→ EXTRACTED TEXT:
⁂

I hate having a cold. It started on Monday with a scratchy throat. By Wednesday I had a fever and I felt like there was a vice on my head. When I woke up Thursday I decided enough of this and called in sick. This is not something I do very often. In fact I have not used a sick day in over a year. I think I mostly needed a mental health day more than anything. I get 4 weeks vacation every year and I still need to use last years weeks up. This is so unlike me not to go to sunny Mexico once, if not twice a year just to kick back and get in some scuba diving and only worry about what SPF strength sunscreen I should use.
I already have tentative plans to leave for Mexico next week but now guilt is starting to take over in a big way. My father in-law is having surgery for an aneurysm on Monday so I promised myself I could not leave until I knew he was going to be ok. On Wednesday I got a phone call from my mom telling me my father is not doing well. His health has been steadily declining the last few months and she is afraid he is not going to last very much longer. I am so frustrated. I can’t go to visit my parents with this nasty cold for fear of passing it on to them. I would really hate it if my dad got my cold and it finished him off. I would never be able to forgive myself.
Do I get on the plane and go get some R & R and have this giant guilt cloud hanging over me for the entire trip or do I wait? Till when…..next year?
Personally I feel I’m being rather selfish for wanting to escape my regular life for a while, but on the other hand most of the people that know me well keep telling me that I need to do something for me for a change. This is where frustration sets in big time and I’m starting to get quite stressed about it all. And how do I tell my boss yet again that my vacation plans have been put on hold. I’m glad he is such an understanding person and can look beyond my temporary bouts of insanity. I mean how many bosses let you take a Friday afternoon off to go take photographs of the Tundra swans as they pass through town on their migration path north?

⁂

→ APPLY WHAT YOU READ:
A - In the post about the cold and the postponed trip, rewrite the part between "I already have" and "Till when…..next year?", inclusive, with "Mexico" changed to "Costa Rica".
B - In the post about the cold and the postponed trip, what is the father-in-law's surgery on Monday for?
C - Continue the post about the cold and the postponed trip from its last sentence.

⁂

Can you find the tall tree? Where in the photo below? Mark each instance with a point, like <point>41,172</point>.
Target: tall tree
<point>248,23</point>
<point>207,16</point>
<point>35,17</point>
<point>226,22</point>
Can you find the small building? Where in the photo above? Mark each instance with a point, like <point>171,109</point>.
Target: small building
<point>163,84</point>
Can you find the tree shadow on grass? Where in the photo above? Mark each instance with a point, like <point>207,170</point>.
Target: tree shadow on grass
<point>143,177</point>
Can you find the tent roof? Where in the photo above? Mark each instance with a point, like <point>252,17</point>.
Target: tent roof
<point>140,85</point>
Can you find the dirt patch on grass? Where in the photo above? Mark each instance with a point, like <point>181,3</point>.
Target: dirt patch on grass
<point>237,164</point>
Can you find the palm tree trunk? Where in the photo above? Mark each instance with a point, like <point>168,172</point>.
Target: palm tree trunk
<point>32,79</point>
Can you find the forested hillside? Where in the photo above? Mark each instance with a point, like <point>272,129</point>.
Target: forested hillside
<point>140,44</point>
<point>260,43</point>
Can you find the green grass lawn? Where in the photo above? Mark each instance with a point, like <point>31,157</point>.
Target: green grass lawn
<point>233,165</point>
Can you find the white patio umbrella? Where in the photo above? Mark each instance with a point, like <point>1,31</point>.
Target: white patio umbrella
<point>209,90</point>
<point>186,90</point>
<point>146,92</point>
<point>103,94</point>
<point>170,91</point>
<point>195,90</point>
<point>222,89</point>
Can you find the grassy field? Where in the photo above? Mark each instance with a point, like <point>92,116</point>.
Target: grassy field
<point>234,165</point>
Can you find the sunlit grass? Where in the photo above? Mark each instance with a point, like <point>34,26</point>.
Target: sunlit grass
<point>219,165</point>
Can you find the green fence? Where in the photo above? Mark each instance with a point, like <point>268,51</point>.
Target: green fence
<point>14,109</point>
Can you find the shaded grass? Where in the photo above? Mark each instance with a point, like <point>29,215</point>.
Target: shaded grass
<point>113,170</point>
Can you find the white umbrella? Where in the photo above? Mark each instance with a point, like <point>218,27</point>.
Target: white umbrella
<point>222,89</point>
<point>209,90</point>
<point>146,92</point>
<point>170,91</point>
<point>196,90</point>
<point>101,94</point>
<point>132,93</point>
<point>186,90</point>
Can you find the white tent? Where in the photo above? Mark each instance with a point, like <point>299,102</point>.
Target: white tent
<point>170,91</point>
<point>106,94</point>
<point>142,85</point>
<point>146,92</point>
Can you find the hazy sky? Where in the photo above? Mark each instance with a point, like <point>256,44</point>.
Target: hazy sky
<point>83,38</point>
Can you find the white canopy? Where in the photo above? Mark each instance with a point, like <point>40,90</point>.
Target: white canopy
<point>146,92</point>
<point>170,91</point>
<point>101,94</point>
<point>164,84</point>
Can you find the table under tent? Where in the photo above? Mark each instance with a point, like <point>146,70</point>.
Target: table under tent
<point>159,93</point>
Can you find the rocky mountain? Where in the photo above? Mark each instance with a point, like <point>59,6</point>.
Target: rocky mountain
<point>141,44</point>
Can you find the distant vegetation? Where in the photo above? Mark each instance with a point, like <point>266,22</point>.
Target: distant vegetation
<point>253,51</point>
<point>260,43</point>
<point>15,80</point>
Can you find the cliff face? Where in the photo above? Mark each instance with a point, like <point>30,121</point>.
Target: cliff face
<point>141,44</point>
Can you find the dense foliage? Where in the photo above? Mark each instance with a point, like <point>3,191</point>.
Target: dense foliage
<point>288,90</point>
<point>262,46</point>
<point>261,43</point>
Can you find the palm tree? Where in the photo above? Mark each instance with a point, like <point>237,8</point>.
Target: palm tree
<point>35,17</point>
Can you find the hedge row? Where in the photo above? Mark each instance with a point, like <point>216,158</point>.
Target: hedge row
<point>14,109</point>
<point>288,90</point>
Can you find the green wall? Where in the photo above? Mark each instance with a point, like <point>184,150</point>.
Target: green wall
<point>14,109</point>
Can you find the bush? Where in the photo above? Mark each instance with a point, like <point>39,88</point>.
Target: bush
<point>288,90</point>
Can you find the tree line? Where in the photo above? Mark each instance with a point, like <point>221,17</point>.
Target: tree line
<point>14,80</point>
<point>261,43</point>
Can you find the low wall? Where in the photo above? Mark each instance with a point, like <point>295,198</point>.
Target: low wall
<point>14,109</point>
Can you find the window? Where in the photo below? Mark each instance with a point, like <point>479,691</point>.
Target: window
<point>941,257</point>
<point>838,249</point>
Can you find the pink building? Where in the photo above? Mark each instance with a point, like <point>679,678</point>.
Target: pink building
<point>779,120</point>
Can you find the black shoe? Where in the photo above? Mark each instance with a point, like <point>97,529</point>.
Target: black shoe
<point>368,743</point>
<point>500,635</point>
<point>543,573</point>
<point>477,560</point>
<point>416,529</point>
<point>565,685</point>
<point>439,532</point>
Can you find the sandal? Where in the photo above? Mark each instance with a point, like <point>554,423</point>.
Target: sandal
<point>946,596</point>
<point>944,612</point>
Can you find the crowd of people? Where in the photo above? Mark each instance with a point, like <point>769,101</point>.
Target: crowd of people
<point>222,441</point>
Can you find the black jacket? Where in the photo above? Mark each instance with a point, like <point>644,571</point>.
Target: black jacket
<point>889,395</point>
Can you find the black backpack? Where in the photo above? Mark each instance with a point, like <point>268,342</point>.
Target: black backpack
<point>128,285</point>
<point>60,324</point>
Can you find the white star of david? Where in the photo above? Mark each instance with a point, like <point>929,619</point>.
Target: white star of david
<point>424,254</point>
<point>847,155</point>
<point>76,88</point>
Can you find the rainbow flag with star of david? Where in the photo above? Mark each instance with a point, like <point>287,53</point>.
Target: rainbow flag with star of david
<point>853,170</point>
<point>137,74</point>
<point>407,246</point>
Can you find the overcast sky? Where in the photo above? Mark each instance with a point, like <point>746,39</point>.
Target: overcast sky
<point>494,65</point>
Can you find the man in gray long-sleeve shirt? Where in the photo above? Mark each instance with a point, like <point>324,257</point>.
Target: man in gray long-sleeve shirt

⁂

→ ANSWERS TO THIS EXERCISE:
A -
I already have tentative plans to leave for Costa Rica next week but now guilt is starting to take over in a big way. My father in-law is having surgery for an aneurysm on Monday so I promised myself I could not leave until I knew he was going to be ok. On Wednesday I got a phone call from my mom telling me my father is not doing well. His health has been steadily declining the last few months and she is afraid he is not going to last very much longer. I am so frustrated. I can’t go to visit my parents with this nasty cold for fear of passing it on to them. I would really hate it if my dad got my cold and it finished him off. I would never be able to forgive myself.
Do I get on the plane and go get some R & R and have this giant guilt cloud hanging over me for the entire trip or do I wait? Till when…..next year?

B - An aneurysm.

C -
…..Mine does.
4 comments:
No guilt allowed! Do what you need to do, whatever that is. I'm sorry to hear about all the people with health concerns in your family. But take care of yourself first.
I have to agree. You can't take care of anyone else if you don't take care of yourself. Since you can't visit your father while you're sick, why not give him a call and have a good chat. Put the guilt to rest, take your trip, clear your head, and visit everyone when you return. You've put off your vacation for so long, for so many reasons, it's time to go. The older we get and the more responsibilities we acquire, only lead to more reasons, excuses, and guilt keeping us home. If you wait for the perfect time, you'll never go anywhere.
Sorry to hear about your father and father-in-law. Hope everything turns out okay.
Can you put Mexico on hold for just a little bit ? Then you could still go and not feel guilty.
~ Tbonita (Tammy)
Thanks for the words of encouragement everyone. I'm going to my parents place to cook dinner for them tonight and check on them. My father inlaw is still in the hospital, hopefully he will be dicharged soon. (Keeping fingers crossed)
Tammy: I thought about postponing my trip but I'm also up against some tight deadlines at work that I'm trying to work around.